After watching  a charming DVD called The Human Centipede, I needed something sweet and wholesome to rehabilitate my brain and re-inflate my shrivelled soul. And what could be more comforting than chocolate chip and almond cupcakes?

I had a very glamorous assistant to help me with this recipe. His name is Al. Because he probably wouldn’t want his face splashed across the interwebz, here’s an artist’s impression of us cooking together – based loosely on a still from the music video “You Can Call Me Al” by Paul Simon:

“You can call me Al,” Paul Simon seems to say, brandishing some Sainsbury’s chocolate. (So that’s why he’s soft in the middle!) Please note his hairnet. We take elf and safety extremely seriously here at Hudson Towers.

This recipe is taken from the Australian Women’s Weekly Complete Book of Cupcakes and Baking

Ingredients:

4 egg whites

125g butter, melted

2/3 cup ground almonds

3/4 cup icing sugar

1/4 cup plain flour

100g dark eating chocolate, chopped finely

1/4 cup double cream

100g dark eating chocolate, chopped,  extra

Method:

1. Preheat oven to 200 oC. Grease a 12-hole muffin pan.

2. Place egg whites in a bowl and beat with a fork. Stir in butter, ground almonds, sifted icing sugar and flour, and chopped chocolate.

3. Bake cakes about 15-20 minutes. Leave to cool.

4. Meanwhile, combine cream and extra chocolate over heat until combined. Stir until smooth. Stand until thick. Spoon mixture over cupcakes.

Separating the egg white and yolk is always fun. Above is the yolk, and below is the white:

This is not one of the more visually-arresting shots.

Lovely ground almonds. The parmesan cheese of the baking world.

Chocolate. Expertly chopped by Al. It was incredibly difficult not to scoff the lot at this stage.

The recipe couldn’t be simpler. Just give the ingredients a quick mix…

… And that’s it. The recipe uses a surprisingly small amount of flour. I imagine the cakes will be quite light and fluffy in the middle.

And lo! They are. While it looks a little like a rock cake, it has none of the heft. It’s like a prop from an action movie – You could throw it at Bruce Willis’s head and it would bounce right off rather than knocking him out.

Melting double cream and extra chocolate to form a rich topping. (Not pictured: cheeky fingers dabbling in the bowl.)

The creamy chocolate shines when it’s first added…

… Before hardening to a slightly crisper (and matte) top.

VERDICT

Taste:

Delicious. The cake is light and spongy while the chocolate chips give a sweet kick. The chocolate topping is lovely too.

Recipe pros:

Almost impossibly easy, and uses few ingredients.

● PROBLEM SET
- A) Give the cupcake post between "After watching  a" and "at Hudson Towers.", inclusive, swapping "assistant" for "helper".
- B) Using the cupcake post, decide whether each statement agrees with it: (i) the cakes bake for about 15 to 20 minutes; (ii) the oven is preheated to 180 oC; (iii) the recipe calls for a large amount of flour. Answer yes or no for each, quoting the words that settle it.

● DATASET ENTRIES
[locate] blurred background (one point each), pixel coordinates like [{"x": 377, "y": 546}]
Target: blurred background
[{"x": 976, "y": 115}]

---

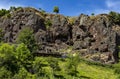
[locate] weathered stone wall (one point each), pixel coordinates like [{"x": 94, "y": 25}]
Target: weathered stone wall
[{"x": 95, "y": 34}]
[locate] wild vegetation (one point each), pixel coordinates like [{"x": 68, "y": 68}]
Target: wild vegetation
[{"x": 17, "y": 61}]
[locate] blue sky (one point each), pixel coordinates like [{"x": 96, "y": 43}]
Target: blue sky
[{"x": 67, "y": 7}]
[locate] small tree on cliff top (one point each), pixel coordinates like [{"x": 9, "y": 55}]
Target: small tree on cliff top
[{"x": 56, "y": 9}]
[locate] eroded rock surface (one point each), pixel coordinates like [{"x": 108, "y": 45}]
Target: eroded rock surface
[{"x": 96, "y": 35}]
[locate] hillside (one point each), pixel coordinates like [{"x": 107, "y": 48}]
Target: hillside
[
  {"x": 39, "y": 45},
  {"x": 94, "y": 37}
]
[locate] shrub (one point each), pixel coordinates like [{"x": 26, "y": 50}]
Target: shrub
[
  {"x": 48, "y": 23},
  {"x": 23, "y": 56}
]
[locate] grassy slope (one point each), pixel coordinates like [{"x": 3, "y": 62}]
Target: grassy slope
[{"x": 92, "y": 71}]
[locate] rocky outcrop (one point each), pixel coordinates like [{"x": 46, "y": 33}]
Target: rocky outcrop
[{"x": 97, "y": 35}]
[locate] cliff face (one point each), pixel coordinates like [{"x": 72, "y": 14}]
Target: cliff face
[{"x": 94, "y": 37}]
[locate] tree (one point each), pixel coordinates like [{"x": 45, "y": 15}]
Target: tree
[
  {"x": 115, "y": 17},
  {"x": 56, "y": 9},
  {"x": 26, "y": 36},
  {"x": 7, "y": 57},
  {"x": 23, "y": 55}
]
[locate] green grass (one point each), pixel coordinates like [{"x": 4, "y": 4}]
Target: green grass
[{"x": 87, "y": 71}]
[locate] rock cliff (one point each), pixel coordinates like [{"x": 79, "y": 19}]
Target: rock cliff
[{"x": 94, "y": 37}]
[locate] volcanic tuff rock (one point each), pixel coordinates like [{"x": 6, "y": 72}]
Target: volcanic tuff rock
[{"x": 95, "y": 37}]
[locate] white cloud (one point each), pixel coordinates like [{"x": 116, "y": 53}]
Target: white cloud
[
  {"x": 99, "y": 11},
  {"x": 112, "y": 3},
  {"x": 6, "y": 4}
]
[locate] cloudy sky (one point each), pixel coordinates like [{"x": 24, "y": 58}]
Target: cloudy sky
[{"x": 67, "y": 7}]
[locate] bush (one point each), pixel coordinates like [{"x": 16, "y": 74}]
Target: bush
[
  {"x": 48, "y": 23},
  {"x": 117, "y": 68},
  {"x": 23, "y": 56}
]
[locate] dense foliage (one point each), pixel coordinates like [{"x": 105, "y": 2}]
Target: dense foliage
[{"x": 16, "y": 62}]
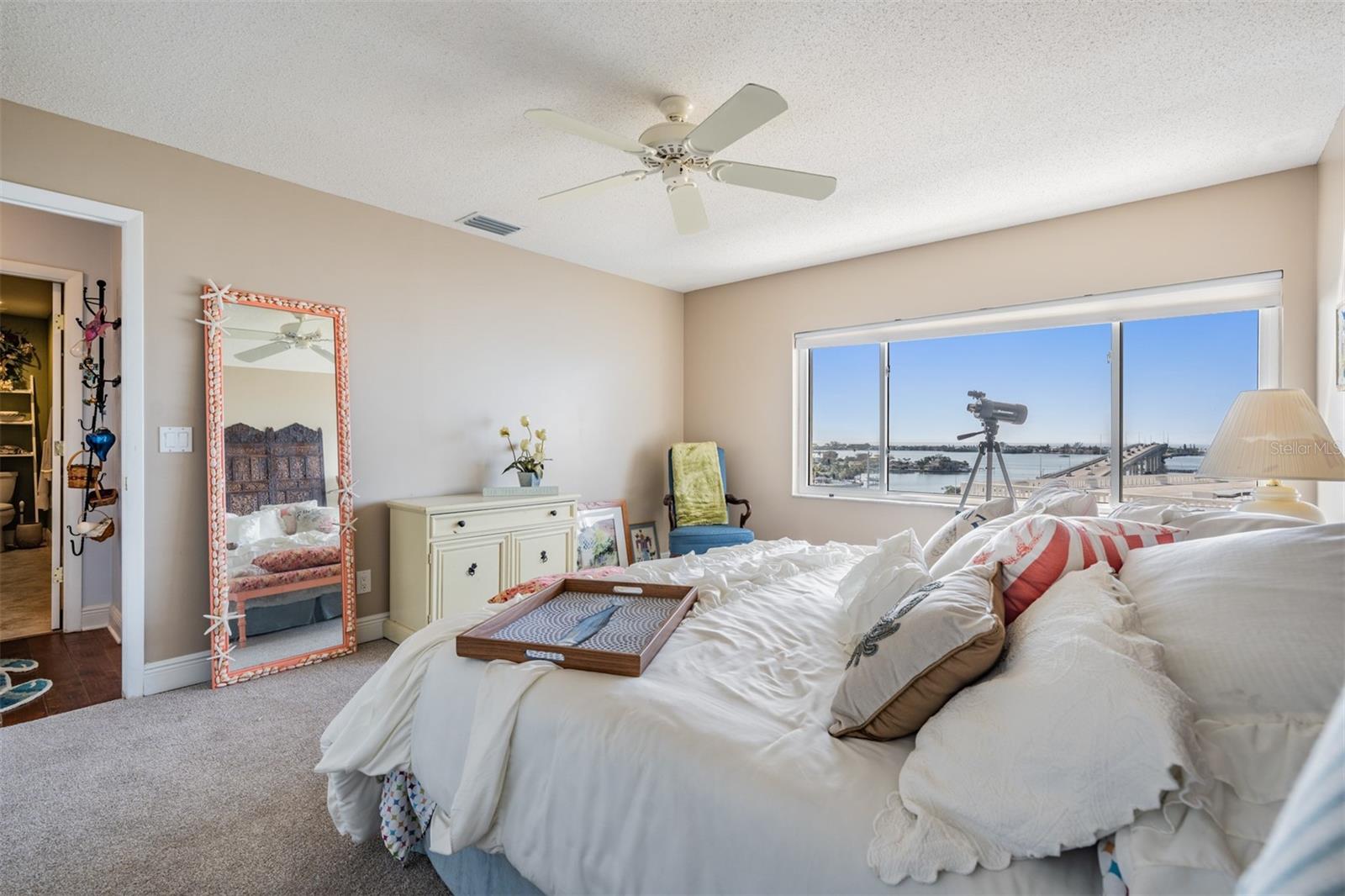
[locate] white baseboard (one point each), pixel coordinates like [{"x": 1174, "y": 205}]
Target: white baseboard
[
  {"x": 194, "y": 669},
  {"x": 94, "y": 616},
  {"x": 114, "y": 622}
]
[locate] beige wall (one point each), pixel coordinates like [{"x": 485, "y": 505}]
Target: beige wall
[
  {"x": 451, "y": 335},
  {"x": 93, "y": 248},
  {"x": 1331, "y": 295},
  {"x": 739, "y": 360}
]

* * *

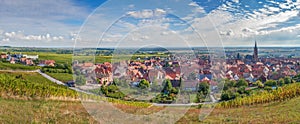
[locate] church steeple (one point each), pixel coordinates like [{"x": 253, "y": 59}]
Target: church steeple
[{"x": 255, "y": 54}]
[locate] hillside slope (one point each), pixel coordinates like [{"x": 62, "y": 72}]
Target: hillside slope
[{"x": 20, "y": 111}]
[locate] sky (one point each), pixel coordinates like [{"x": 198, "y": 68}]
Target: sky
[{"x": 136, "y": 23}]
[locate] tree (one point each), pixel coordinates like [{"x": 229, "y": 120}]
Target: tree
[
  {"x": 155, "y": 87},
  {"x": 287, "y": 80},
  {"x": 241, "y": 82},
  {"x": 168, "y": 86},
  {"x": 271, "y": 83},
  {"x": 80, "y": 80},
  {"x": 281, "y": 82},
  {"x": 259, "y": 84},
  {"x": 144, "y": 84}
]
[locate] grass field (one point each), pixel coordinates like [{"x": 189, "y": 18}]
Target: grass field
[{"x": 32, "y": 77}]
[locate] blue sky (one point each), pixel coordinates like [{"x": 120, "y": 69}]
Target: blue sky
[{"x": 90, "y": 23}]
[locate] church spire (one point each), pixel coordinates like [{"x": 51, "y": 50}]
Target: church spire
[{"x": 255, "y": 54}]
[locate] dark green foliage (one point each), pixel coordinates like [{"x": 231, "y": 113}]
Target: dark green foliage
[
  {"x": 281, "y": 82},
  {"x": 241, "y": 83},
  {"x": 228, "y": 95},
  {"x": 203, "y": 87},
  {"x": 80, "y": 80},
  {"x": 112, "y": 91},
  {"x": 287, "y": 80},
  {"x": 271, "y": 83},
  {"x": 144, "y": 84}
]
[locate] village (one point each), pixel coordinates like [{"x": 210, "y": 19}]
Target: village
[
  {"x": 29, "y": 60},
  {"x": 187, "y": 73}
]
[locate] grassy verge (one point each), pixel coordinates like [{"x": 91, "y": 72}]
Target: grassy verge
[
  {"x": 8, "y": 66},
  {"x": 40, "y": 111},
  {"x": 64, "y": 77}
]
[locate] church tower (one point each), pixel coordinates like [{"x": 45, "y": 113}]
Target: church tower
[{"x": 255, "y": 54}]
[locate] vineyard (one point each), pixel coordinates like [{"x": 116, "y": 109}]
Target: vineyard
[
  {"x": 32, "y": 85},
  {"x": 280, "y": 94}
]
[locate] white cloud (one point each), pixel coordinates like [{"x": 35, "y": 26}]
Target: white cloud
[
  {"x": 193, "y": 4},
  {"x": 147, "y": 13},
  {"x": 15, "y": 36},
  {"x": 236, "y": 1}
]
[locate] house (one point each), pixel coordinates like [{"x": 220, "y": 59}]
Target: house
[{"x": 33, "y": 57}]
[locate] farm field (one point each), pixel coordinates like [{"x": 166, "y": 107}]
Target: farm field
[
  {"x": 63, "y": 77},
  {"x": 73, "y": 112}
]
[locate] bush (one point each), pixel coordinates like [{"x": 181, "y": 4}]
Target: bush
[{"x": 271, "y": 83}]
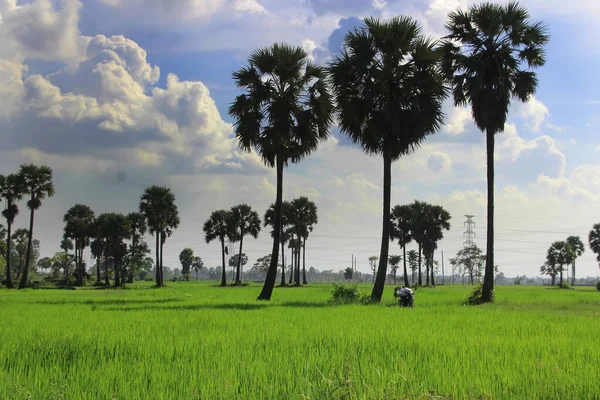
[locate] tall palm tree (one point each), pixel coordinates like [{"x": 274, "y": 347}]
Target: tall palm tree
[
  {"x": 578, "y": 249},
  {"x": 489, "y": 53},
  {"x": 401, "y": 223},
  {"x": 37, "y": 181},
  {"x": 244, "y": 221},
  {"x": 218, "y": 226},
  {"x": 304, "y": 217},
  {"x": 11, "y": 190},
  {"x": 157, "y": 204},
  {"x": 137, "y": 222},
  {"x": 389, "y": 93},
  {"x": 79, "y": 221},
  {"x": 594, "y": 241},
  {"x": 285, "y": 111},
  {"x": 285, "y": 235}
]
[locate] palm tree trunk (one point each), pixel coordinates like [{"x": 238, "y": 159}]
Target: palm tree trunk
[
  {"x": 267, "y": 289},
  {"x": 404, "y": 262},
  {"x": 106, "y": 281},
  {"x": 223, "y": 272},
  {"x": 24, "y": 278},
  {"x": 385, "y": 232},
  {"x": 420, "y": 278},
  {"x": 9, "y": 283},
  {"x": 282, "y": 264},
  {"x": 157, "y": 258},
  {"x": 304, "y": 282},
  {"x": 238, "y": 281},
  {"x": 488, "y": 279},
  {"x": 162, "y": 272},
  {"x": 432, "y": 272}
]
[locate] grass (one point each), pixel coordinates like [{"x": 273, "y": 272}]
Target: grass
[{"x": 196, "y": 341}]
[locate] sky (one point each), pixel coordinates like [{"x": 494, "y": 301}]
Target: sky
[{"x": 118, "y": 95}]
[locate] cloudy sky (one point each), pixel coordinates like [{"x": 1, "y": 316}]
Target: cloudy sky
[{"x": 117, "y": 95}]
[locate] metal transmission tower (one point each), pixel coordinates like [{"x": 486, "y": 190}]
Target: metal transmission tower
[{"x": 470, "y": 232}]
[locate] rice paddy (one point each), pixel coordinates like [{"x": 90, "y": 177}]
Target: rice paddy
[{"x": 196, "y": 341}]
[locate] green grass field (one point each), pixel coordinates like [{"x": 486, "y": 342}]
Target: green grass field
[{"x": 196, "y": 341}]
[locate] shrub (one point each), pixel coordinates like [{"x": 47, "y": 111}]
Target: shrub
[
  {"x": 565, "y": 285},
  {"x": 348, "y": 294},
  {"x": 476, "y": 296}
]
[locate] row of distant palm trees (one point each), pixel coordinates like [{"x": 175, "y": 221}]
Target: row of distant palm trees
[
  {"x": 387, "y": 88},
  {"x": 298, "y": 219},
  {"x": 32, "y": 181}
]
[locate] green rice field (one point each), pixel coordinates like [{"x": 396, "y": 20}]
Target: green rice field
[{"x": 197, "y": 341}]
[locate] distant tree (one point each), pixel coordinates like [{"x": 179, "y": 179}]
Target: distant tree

● OUTPUTS
- A)
After watching  a charming DVD called The Human Centipede, I needed something sweet and wholesome to rehabilitate my brain and re-inflate my shrivelled soul. And what could be more comforting than chocolate chip and almond cupcakes?

I had a very glamorous helper to help me with this recipe. His name is Al. Because he probably wouldn’t want his face splashed across the interwebz, here’s an artist’s impression of us cooking together – based loosely on a still from the music video “You Can Call Me Al” by Paul Simon:

“You can call me Al,” Paul Simon seems to say, brandishing some Sainsbury’s chocolate. (So that’s why he’s soft in the middle!) Please note his hairnet. We take elf and safety extremely seriously here at Hudson Towers.

- B)
(i) Yes: "Bake cakes about 15-20 minutes."
(ii) No: "Preheat oven to 200 oC."
(iii) No: "The recipe uses a surprisingly small amount of flour."